----- Provided information
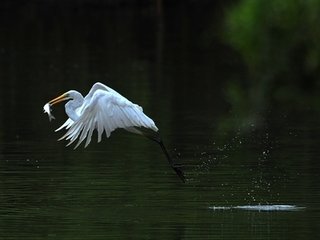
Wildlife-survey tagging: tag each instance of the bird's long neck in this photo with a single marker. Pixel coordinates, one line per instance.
(72, 106)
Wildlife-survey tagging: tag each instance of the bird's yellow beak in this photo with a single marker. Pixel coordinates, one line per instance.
(61, 98)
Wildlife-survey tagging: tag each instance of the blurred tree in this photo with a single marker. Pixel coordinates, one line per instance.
(278, 40)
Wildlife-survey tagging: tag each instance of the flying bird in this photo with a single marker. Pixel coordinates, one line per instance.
(104, 110)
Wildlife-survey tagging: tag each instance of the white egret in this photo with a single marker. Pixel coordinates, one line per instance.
(105, 110)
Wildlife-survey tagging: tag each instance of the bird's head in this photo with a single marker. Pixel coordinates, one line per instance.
(72, 94)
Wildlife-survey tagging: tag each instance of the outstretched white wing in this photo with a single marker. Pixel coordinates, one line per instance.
(105, 112)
----------
Required action: The whole listing above, line by line, needs to be copied exactly, except for any images.

Output of the exercise:
Wildlife-survey tagging: tag each instance of the bird's long neck in this photo with a single marker. Pixel coordinates, one line per instance.
(72, 106)
Wildlife-survey tagging: tag each instance of the bird's yellow beak in this photo with a single marker. Pixel coordinates, one line per instance.
(61, 98)
Wildlife-survey tagging: tag each instance of the blurred tree in this photo with a single marker. Pixel coordinates, one line per instance.
(278, 40)
Wildlife-survey tagging: tag each instance of the flying bird in this photo with a single marker. Pixel coordinates, one line per instance.
(104, 110)
Wildlife-survey tagging: tag each instance of the white egret in this photo with a single marker. Pixel coordinates, one line per instance.
(105, 110)
Wildlife-survey tagging: tag each instance of the bird's head in this photo with a single marker. Pixel coordinates, one line per instance.
(72, 94)
Wildlife-survey tagging: tag each instance of the outstretched white wing in this photo with a single marker. Pixel coordinates, one line per instance.
(105, 112)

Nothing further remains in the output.